== Task statement ==
Pick out every line below that contains the word "face" and copy each one.

┄┄┄┄┄┄┄┄┄┄┄┄┄┄┄┄┄┄┄┄

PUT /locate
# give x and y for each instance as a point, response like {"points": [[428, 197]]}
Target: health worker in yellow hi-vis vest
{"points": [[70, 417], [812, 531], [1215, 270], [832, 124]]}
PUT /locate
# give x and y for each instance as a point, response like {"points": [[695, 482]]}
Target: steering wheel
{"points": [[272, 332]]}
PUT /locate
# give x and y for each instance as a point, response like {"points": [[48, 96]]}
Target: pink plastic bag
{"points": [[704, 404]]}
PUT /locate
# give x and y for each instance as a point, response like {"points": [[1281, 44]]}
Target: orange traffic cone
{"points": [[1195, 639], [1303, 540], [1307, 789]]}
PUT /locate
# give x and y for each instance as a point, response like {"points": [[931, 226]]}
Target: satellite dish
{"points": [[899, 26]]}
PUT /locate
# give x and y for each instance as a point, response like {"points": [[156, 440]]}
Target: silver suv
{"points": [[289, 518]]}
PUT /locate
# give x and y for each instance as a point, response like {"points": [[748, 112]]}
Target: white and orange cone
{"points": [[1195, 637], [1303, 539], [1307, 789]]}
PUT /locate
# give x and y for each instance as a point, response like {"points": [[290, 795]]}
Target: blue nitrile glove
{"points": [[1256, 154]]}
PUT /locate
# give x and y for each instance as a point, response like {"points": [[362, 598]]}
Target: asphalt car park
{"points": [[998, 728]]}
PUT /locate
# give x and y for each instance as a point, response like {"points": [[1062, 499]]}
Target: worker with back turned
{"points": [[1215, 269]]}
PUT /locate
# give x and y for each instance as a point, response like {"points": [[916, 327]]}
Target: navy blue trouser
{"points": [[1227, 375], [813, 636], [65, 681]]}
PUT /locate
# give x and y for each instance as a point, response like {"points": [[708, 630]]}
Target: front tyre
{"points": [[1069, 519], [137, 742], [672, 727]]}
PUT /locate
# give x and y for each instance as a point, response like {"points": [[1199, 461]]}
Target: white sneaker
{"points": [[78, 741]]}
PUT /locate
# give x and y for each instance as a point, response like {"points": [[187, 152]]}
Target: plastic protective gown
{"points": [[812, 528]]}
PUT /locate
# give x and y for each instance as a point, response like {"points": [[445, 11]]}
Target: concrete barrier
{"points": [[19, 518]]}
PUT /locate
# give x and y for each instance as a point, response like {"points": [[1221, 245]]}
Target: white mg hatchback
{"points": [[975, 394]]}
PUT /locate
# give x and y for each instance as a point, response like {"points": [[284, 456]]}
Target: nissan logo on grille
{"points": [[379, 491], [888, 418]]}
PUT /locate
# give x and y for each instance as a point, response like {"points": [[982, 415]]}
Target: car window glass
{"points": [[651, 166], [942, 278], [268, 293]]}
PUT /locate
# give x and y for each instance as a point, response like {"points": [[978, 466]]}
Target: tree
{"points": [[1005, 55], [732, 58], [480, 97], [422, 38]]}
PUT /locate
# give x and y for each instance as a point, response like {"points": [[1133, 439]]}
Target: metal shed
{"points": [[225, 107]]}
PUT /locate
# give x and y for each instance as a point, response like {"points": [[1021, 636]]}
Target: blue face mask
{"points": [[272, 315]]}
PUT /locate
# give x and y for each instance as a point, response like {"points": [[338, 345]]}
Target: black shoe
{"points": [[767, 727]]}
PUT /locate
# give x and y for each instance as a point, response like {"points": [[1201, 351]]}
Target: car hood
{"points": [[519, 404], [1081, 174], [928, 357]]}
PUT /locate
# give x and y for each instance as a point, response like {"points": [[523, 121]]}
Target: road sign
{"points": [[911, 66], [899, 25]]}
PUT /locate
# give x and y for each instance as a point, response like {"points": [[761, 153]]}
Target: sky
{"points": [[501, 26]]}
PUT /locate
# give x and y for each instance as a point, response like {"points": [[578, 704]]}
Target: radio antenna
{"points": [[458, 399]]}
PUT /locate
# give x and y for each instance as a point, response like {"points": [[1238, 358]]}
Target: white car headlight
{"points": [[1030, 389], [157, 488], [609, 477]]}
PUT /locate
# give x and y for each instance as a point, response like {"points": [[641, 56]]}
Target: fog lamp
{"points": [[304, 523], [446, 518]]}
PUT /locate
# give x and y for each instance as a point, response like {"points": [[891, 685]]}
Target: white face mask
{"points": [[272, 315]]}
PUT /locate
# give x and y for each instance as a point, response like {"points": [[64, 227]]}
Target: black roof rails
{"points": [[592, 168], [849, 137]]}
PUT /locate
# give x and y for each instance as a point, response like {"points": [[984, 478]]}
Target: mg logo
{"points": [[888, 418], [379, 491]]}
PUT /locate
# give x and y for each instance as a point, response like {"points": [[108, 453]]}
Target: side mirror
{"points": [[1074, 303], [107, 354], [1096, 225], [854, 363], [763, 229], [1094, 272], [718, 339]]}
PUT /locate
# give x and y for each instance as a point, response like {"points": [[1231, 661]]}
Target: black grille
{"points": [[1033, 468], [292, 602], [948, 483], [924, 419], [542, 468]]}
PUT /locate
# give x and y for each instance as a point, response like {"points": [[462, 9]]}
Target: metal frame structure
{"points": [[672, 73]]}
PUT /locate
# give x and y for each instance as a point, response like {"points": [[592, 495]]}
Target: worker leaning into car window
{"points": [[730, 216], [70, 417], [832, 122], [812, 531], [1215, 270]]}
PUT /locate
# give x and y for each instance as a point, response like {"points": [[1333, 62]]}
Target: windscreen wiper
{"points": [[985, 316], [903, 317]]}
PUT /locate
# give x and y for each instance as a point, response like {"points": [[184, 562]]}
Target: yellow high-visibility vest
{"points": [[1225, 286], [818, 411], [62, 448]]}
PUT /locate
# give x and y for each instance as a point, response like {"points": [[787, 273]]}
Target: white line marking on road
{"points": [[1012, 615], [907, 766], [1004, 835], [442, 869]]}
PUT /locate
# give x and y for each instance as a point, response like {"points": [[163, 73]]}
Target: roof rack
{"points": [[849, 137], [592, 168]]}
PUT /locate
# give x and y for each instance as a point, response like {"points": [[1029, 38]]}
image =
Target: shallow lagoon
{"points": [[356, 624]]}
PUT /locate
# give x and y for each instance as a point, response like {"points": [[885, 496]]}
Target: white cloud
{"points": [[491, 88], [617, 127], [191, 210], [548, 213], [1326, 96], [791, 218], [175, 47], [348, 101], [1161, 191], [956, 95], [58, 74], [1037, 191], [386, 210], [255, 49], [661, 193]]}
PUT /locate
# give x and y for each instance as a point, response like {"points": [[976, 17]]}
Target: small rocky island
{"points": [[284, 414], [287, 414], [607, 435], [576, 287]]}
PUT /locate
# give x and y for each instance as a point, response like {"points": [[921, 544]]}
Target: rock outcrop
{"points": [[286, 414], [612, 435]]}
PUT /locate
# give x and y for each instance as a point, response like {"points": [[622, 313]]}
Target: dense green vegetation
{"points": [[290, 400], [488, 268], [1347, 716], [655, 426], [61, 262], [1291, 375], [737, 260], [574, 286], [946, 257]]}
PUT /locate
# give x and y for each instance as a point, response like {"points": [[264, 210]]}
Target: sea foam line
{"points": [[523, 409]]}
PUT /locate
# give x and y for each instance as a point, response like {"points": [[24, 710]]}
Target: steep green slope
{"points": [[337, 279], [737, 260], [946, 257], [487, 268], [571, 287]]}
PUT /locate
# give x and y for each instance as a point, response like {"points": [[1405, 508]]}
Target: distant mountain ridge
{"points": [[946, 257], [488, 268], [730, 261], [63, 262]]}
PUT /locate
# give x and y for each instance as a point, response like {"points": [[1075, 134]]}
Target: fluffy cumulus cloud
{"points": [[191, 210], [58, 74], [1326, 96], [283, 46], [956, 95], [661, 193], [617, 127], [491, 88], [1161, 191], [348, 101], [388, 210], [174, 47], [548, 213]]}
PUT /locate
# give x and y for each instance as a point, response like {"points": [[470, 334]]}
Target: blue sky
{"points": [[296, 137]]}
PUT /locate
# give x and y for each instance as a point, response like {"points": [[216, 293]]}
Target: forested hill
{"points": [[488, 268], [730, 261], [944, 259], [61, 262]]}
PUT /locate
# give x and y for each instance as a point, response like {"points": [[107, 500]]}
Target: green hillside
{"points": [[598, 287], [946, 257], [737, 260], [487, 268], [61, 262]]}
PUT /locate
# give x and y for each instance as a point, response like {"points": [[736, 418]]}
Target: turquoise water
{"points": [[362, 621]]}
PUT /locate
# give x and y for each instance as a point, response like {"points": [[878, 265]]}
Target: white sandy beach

┄┄┄┄┄┄┄┄┄┄┄┄┄┄┄┄┄┄┄┄

== Response for this exercise ==
Target: blue face mask
Target: white face mask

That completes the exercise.